* start MATERIAL SUPPLIED *

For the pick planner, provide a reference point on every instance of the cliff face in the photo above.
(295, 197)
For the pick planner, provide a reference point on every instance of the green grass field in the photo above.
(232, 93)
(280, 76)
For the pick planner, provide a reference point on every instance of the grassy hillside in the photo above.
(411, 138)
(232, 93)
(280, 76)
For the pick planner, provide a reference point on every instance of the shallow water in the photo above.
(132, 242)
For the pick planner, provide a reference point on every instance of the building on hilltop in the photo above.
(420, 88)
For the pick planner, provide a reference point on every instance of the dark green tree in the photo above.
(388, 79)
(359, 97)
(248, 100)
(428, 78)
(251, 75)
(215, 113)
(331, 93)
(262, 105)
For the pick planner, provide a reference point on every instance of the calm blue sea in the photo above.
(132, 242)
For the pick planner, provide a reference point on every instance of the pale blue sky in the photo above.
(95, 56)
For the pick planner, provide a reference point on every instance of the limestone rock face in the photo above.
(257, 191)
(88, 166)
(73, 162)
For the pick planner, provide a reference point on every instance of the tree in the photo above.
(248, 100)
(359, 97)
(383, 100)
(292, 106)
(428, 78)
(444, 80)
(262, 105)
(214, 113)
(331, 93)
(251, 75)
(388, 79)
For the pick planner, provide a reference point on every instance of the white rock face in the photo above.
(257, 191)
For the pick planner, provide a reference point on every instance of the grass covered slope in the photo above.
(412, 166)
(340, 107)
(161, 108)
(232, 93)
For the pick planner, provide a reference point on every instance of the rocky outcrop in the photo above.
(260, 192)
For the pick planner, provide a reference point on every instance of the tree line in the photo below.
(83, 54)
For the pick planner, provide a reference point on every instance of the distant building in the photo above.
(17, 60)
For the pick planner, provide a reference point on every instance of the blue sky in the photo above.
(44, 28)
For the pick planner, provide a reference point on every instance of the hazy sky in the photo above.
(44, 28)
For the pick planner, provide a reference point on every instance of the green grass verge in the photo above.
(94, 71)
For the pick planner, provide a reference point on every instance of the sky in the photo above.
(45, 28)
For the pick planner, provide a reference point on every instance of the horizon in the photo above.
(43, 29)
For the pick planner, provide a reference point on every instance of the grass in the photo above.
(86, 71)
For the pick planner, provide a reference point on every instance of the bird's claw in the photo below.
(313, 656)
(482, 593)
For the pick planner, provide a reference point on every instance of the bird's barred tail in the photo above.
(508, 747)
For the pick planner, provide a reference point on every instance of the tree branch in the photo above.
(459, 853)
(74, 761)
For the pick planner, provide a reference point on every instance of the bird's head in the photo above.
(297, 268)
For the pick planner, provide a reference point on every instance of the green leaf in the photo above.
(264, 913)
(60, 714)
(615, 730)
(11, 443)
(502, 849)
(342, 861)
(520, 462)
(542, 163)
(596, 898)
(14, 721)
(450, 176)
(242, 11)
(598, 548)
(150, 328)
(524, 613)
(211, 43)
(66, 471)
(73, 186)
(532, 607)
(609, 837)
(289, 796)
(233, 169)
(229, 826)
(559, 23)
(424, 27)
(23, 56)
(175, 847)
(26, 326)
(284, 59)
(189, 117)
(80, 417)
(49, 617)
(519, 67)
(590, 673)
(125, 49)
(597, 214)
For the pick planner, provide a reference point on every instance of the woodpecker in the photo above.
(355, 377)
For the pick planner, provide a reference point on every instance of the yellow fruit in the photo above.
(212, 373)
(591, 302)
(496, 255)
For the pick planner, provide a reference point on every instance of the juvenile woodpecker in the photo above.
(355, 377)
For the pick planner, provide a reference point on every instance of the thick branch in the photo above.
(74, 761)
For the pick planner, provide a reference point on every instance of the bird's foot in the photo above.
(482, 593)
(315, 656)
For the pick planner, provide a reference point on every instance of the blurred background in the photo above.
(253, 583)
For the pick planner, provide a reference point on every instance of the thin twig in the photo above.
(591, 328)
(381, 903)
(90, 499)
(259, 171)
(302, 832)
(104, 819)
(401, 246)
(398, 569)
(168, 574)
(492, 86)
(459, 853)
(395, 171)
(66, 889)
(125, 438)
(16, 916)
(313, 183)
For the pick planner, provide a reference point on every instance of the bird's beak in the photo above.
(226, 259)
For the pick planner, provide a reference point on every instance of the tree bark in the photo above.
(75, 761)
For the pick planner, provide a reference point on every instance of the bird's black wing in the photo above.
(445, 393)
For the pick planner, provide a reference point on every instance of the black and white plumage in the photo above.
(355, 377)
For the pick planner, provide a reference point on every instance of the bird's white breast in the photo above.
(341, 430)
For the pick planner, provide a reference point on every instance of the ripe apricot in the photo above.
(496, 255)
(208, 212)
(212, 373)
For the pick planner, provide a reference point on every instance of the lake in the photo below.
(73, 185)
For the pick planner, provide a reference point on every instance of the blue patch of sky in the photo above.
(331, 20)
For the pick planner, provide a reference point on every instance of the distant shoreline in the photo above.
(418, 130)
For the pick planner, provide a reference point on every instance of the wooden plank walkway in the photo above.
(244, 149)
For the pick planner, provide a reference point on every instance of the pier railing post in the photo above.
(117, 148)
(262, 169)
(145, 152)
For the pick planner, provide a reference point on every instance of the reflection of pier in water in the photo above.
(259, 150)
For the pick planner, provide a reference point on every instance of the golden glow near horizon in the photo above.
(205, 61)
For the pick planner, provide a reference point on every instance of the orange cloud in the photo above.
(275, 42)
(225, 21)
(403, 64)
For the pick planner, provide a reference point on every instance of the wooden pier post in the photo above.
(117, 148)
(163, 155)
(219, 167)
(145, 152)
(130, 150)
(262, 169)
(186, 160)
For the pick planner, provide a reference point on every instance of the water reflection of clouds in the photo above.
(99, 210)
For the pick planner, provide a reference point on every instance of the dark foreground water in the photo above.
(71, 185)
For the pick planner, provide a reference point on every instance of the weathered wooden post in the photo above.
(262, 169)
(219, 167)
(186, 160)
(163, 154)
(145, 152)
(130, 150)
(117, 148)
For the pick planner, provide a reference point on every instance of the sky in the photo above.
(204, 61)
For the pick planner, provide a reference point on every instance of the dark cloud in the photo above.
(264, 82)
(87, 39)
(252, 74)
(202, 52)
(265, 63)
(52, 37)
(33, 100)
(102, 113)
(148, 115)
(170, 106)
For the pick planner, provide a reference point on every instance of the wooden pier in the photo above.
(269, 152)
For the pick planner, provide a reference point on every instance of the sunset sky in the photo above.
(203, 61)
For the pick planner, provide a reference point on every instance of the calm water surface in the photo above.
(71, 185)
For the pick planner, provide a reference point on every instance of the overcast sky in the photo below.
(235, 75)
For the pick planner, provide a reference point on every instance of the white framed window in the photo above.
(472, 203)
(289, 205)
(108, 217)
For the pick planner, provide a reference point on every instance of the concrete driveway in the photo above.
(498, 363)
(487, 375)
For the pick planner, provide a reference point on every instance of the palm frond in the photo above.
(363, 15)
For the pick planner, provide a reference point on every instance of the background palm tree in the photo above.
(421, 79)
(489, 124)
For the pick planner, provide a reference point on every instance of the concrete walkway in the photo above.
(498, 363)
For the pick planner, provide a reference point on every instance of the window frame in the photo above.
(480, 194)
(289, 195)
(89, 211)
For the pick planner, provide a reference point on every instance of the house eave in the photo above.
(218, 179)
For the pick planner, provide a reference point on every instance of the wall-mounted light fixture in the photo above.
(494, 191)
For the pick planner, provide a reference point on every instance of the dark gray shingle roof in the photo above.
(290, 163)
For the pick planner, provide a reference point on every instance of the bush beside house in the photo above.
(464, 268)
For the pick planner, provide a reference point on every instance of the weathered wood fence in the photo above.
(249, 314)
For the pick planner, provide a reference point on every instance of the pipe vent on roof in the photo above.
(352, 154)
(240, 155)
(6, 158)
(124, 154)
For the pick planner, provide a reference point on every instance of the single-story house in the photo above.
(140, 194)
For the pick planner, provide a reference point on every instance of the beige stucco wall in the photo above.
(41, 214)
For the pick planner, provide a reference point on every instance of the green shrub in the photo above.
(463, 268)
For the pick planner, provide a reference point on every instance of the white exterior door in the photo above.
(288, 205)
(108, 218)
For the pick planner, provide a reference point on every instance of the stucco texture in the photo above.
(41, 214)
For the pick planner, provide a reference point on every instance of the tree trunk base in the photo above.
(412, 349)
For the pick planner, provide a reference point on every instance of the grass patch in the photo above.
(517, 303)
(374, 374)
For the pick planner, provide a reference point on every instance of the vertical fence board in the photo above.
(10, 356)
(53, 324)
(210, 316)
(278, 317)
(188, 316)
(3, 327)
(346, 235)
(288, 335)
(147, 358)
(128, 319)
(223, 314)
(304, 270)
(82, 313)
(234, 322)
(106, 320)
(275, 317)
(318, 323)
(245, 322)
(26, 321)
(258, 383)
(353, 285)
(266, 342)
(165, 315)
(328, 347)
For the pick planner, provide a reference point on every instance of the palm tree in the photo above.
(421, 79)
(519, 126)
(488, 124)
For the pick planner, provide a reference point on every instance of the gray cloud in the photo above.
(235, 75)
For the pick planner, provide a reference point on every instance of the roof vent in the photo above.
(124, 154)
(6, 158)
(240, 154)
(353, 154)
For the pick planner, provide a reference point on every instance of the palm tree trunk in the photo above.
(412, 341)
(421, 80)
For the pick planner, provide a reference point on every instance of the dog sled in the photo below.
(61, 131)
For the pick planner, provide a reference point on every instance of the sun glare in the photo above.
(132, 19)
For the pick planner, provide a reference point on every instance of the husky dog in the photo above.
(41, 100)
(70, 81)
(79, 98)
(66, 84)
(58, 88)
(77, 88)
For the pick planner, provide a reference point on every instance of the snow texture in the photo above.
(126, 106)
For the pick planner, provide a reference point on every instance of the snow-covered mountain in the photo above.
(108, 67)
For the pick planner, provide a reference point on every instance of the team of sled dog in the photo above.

* end MATERIAL SUPPLIED *

In the records from the line containing "gray cloud in the photo above." through the end, replace "pick planner" with "grasp planner" and give back only those lines, with nothing else altered.

For the grasp planner, provide a reference point on every instance of the gray cloud in the photo above.
(235, 75)
For the grasp planner, provide a reference point on every instance of the roof vent in the photo above.
(124, 154)
(6, 158)
(240, 154)
(353, 154)
For the grasp planner, provide a reference point on every instance of the palm tree trunk in the photo above.
(412, 341)
(421, 80)
For the grasp planner, provide a reference point on every instance of the dog sled in the photo below.
(61, 131)
For the grasp planner, provide a reference point on every instance of the sun glare in the photo above.
(132, 19)
For the grasp planner, provide a reference point on every instance of the husky dog in the photo above.
(41, 100)
(70, 81)
(79, 98)
(66, 84)
(58, 88)
(77, 88)
For the grasp planner, provide a reference point on every instance of the snow texture in the photo above.
(126, 106)
For the grasp planner, provide a reference point on every instance of the snow-covered mountain in the photo above.
(108, 67)
For the grasp planner, provide a reference point on every instance of the team of sled dog in the photo above.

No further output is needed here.